## Task brief
Retrieve all lines below that have the string "dirt".

## Data to process
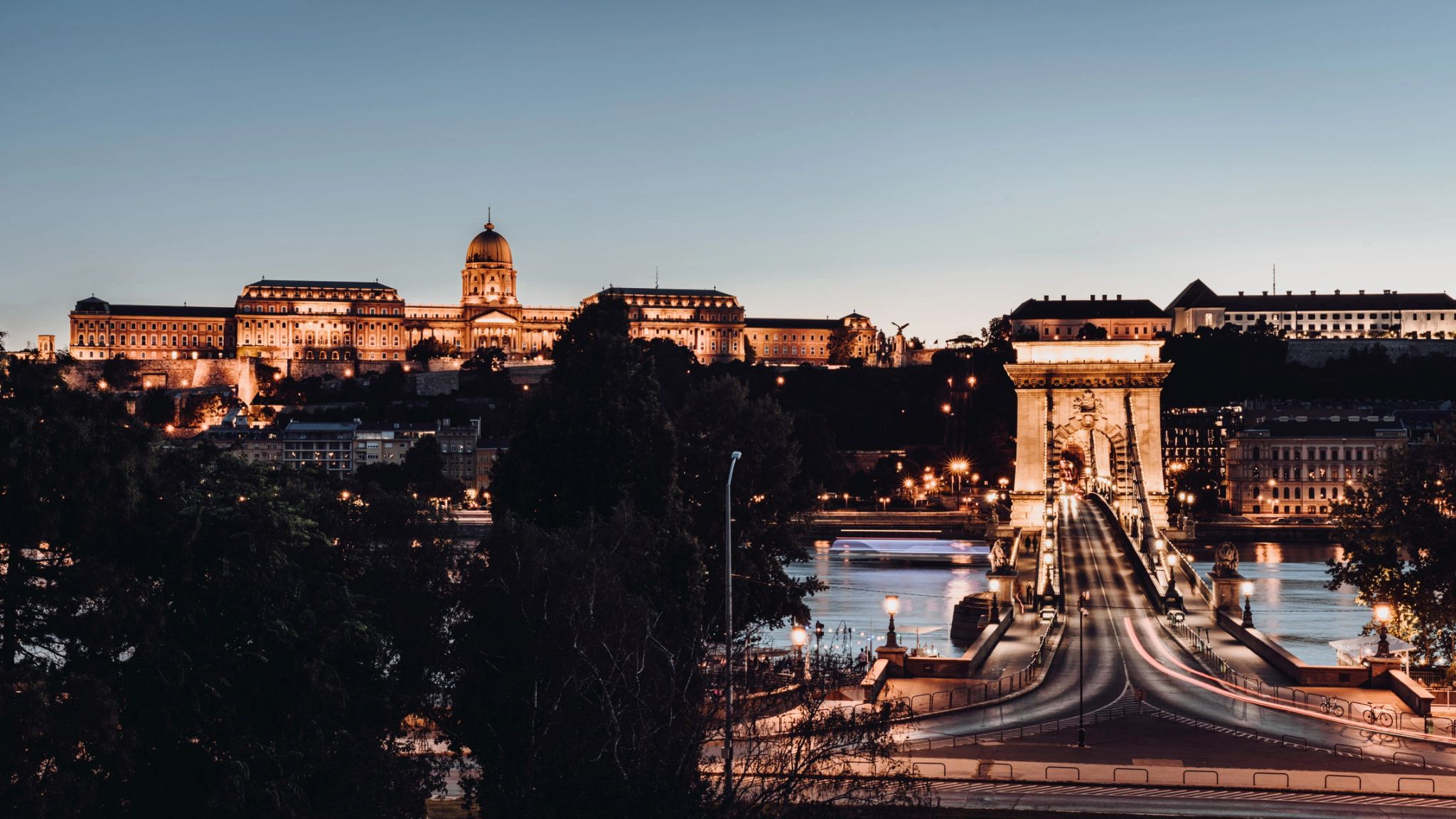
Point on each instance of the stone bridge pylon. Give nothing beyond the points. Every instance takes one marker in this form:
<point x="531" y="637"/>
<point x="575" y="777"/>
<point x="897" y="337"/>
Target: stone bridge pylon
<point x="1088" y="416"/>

---

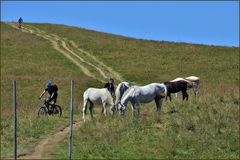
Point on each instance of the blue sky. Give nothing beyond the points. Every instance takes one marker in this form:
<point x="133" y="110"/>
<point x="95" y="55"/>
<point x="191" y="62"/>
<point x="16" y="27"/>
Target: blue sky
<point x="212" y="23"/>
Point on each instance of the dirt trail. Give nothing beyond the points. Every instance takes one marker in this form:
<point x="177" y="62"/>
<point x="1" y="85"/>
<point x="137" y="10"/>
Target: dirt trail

## Output below
Point on each instance of the dirt trail. Give nothing beyond the points. Every instance takes one marker in this form:
Target: dirt trail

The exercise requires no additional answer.